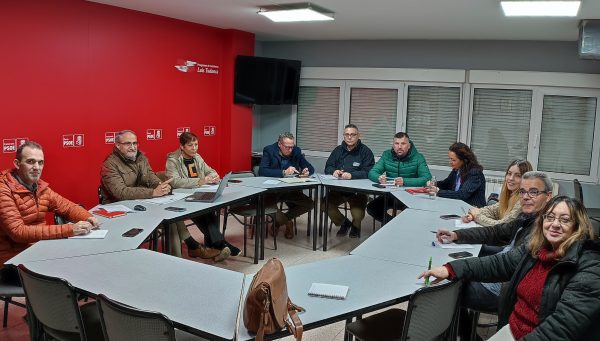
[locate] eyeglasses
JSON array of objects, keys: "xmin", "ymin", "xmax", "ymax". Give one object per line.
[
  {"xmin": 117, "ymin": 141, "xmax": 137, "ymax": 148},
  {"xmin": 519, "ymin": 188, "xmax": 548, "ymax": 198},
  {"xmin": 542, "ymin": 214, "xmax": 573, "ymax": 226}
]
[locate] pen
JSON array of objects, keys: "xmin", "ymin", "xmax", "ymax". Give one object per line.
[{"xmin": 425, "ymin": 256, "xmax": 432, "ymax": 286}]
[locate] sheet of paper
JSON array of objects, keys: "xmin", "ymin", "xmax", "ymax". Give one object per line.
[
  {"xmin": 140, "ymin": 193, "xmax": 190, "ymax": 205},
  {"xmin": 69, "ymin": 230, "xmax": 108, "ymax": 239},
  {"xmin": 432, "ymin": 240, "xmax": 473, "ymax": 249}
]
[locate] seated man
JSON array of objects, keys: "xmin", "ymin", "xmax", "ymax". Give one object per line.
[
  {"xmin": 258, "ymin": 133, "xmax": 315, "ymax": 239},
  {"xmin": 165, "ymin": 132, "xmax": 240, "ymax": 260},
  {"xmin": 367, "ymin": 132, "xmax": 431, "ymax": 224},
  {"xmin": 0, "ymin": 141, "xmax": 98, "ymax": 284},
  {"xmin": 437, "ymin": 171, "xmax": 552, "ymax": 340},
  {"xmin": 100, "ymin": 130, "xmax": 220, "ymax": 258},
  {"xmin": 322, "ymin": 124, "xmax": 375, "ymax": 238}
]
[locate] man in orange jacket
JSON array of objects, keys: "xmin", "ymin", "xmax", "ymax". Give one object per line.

--

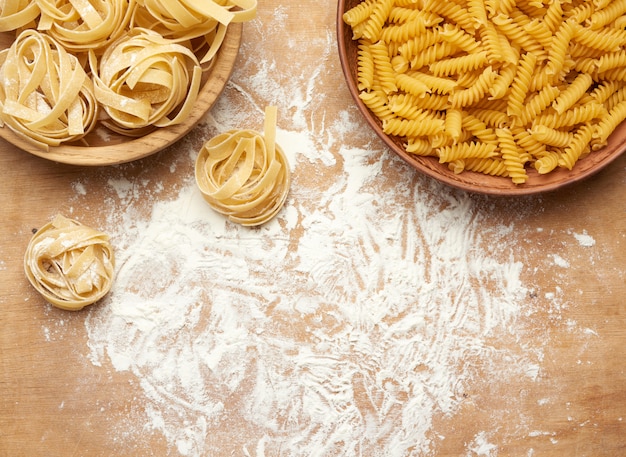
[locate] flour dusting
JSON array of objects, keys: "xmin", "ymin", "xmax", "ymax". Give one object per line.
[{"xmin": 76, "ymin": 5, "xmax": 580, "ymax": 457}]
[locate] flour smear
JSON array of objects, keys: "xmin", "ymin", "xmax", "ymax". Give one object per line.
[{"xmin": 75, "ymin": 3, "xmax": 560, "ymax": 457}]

==

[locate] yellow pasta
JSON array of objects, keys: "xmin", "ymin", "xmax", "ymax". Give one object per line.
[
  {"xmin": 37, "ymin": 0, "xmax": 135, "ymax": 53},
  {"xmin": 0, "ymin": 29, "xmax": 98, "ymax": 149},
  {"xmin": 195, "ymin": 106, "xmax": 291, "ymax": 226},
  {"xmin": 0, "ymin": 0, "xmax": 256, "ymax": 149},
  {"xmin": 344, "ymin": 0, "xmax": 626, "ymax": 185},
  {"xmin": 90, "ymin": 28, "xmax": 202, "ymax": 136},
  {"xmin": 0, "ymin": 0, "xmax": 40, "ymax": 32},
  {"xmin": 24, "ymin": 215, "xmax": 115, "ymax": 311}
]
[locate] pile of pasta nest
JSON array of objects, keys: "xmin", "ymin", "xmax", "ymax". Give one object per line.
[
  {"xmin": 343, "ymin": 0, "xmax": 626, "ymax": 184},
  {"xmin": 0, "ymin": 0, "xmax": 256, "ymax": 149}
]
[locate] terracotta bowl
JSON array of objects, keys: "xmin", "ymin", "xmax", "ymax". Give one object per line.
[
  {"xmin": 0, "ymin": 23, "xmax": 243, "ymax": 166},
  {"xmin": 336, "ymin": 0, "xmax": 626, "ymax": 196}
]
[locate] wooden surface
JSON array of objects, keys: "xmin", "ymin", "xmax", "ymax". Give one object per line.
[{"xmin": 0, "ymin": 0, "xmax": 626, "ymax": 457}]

What you have to do: Which rows above contain the string "flour"? Show each one in full, and treat uppercase and lowercase as different.

Written response:
[locate] flour dusting
[locate] flour smear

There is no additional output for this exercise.